=== TASK DETAILS ===
Start at the line that contains "In the photo above, where can the woman" in the listing below and extract every line through the last, exactly; leave pictures out.

=== MATERIAL PROVIDED ===

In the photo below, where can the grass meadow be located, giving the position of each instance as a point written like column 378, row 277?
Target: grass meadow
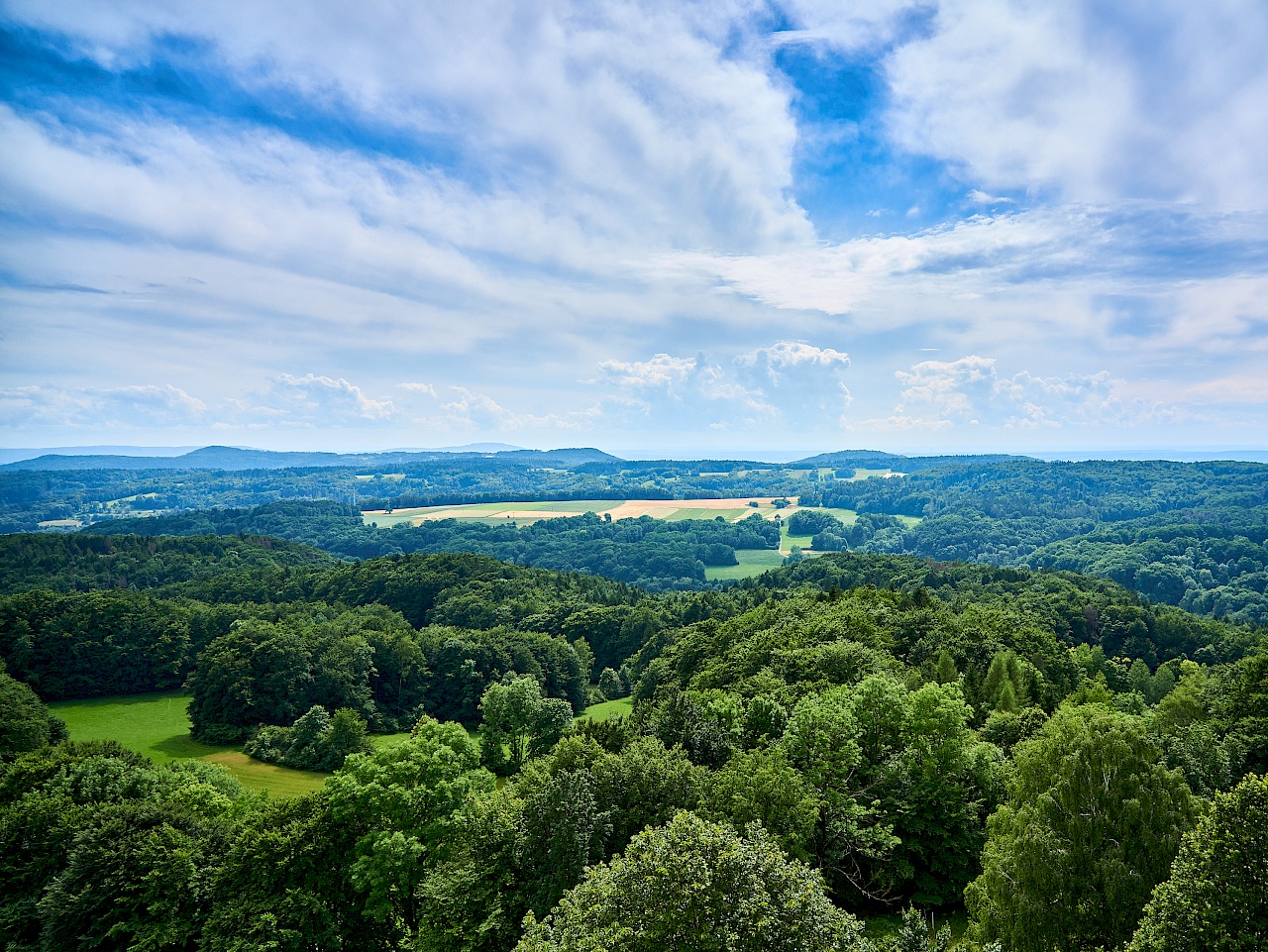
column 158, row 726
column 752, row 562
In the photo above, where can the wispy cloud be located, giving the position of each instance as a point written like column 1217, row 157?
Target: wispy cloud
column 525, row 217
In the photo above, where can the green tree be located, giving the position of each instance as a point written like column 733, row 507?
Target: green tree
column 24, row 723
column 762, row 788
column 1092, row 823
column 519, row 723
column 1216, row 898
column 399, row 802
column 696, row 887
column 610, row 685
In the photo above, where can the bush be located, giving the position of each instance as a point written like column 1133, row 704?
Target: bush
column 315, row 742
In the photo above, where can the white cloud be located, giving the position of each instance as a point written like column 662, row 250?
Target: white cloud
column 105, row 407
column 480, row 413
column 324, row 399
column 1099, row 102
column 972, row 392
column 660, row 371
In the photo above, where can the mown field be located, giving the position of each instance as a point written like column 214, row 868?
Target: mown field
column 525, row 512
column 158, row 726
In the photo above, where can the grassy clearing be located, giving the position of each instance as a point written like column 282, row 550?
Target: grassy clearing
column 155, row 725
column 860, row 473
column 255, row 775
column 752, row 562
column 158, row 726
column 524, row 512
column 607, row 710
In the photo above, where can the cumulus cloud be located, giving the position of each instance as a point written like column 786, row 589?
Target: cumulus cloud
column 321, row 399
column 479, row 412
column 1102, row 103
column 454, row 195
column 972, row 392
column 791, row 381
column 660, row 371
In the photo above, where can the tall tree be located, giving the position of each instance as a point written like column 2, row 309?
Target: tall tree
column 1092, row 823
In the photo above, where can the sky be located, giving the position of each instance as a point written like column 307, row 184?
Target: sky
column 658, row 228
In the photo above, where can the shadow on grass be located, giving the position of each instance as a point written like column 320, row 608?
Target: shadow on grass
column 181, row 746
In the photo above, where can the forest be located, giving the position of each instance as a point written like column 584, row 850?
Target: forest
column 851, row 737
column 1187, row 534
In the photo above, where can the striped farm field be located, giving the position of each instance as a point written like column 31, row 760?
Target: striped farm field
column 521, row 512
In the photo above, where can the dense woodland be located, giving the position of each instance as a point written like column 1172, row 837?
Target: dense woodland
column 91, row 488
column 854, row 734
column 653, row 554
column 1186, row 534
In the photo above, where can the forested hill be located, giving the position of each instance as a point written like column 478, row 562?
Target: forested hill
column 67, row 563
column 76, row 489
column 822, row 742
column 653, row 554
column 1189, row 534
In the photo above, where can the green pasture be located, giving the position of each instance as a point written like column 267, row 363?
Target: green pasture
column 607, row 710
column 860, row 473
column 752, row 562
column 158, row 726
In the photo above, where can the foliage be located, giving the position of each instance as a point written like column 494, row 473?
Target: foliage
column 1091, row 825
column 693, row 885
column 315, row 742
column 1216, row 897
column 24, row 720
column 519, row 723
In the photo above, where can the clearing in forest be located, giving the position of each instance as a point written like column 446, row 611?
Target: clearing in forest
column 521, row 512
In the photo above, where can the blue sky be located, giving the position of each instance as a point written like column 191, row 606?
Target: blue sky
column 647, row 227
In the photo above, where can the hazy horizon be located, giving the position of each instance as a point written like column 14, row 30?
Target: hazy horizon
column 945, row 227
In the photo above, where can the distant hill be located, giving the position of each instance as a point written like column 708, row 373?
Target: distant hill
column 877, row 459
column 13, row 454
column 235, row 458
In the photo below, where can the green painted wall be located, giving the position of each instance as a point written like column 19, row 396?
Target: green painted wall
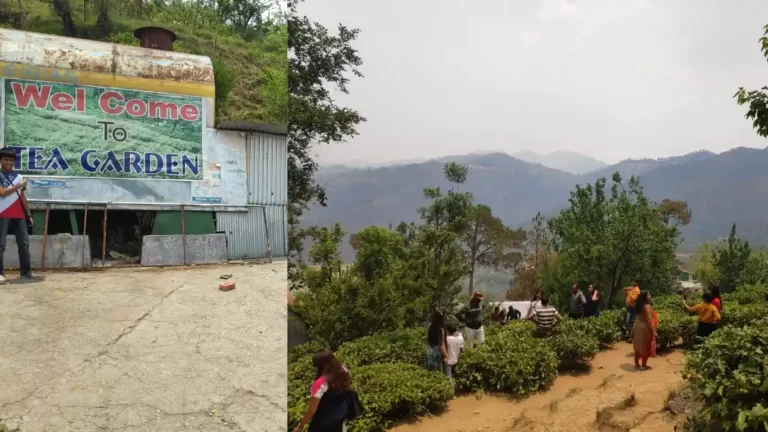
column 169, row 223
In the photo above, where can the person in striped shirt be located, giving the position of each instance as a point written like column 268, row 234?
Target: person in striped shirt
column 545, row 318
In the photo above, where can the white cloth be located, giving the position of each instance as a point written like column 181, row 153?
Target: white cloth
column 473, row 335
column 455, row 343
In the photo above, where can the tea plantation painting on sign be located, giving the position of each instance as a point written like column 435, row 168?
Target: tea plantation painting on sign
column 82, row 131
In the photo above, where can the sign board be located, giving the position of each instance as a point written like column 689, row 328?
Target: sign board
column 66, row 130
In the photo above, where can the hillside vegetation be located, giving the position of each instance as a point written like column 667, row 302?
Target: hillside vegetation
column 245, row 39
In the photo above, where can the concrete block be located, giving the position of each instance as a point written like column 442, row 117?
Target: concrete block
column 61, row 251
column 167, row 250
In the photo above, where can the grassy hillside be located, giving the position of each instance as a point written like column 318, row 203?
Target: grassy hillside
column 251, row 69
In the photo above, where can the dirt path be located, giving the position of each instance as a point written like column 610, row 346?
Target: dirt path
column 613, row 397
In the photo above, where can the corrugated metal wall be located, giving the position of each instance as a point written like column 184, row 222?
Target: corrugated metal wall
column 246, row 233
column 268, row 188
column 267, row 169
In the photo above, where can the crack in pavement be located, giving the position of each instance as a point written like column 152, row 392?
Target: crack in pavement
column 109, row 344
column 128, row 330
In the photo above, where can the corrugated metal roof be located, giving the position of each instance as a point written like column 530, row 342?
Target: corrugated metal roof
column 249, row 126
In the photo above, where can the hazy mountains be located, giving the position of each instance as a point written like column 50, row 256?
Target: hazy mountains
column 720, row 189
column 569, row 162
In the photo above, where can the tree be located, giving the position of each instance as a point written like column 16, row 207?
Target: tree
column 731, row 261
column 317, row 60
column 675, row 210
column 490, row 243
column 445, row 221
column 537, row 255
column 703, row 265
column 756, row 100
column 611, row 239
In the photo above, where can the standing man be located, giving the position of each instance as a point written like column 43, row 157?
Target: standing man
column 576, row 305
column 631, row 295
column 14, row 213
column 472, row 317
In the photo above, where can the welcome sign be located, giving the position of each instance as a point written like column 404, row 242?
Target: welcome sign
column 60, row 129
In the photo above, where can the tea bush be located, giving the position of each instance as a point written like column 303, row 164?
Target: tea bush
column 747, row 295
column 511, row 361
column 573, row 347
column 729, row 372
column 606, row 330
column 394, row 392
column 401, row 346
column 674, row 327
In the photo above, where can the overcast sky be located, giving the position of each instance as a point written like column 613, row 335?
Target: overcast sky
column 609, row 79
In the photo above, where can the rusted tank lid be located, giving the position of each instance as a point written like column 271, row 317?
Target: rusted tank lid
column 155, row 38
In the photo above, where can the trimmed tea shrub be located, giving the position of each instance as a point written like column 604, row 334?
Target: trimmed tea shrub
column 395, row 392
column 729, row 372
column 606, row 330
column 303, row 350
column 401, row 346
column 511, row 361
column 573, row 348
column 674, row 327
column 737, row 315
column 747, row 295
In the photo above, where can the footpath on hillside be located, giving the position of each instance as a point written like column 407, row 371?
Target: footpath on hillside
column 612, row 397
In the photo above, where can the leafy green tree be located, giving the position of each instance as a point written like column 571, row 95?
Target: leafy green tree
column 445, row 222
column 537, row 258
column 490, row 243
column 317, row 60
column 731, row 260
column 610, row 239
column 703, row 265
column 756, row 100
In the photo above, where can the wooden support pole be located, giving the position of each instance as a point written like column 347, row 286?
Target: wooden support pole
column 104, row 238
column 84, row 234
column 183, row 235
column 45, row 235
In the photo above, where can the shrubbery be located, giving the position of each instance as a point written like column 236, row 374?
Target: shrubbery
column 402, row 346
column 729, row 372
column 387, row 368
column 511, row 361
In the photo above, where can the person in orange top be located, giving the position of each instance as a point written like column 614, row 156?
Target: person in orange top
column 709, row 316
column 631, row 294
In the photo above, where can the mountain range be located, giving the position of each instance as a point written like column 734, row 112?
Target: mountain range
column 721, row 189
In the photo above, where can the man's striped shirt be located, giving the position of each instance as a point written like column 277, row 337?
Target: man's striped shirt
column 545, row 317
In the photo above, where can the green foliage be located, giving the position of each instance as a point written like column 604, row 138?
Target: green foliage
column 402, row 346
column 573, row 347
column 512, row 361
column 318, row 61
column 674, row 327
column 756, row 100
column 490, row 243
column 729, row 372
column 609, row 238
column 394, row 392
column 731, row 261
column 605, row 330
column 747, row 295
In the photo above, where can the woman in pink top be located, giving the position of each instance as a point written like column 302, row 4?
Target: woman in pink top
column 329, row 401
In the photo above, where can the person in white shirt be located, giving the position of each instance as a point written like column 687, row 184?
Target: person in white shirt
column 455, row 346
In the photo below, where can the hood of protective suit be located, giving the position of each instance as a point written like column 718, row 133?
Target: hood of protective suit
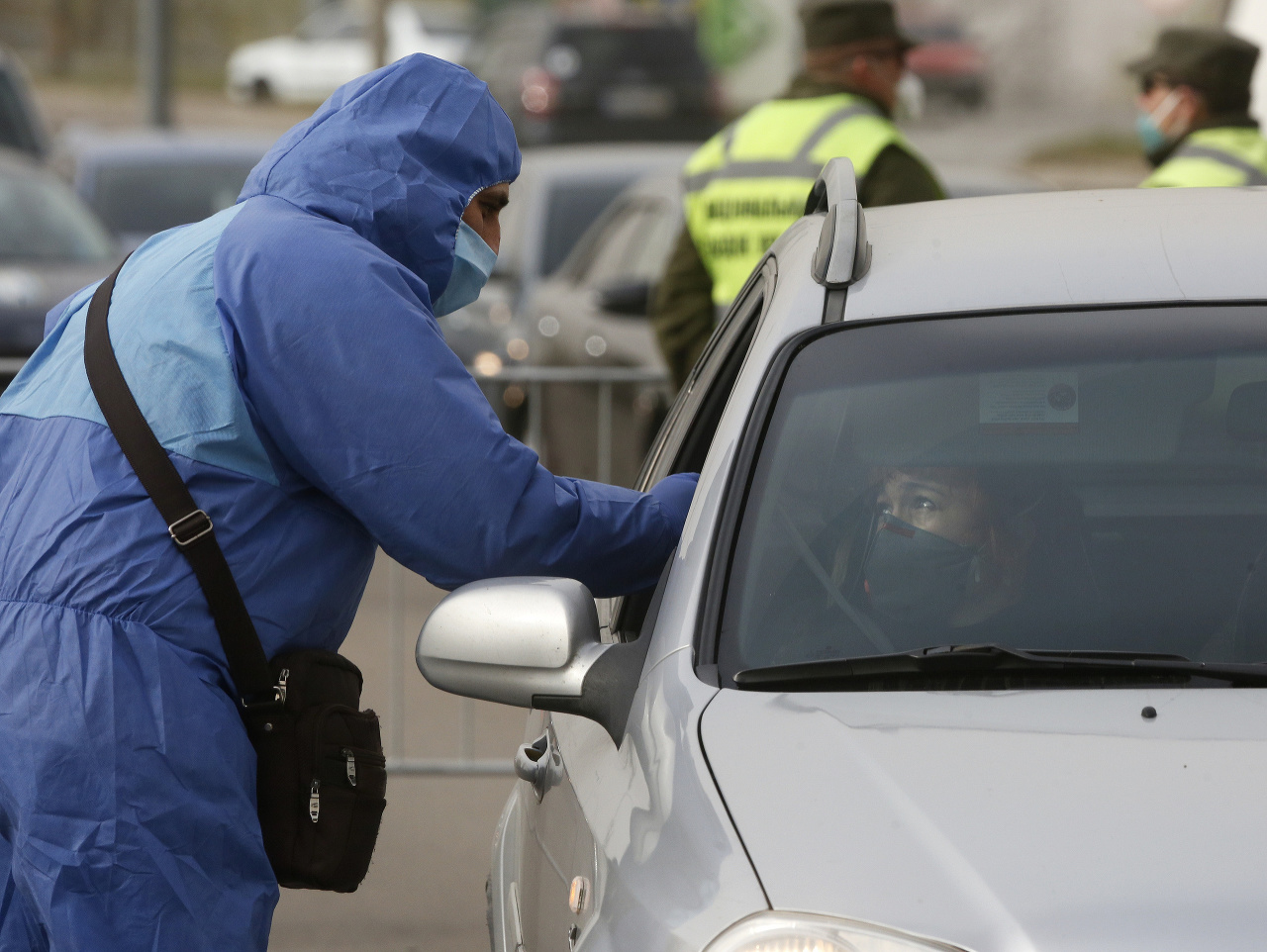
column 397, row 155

=== REPLY TO THE TASK ===
In the photo above, where can the woman in pink top be located, giving the position of each instance as a point written like column 302, row 4?
Target: woman in pink top
column 329, row 401
In the photo above, where can the person in white shirt be located, giving the position of each instance as a point written like column 687, row 184?
Target: person in white shirt
column 455, row 346
In the photo below, where can the hood of protective suit be located, giving the position of each instance as a point written like column 718, row 133?
Target: hood of protective suit
column 397, row 155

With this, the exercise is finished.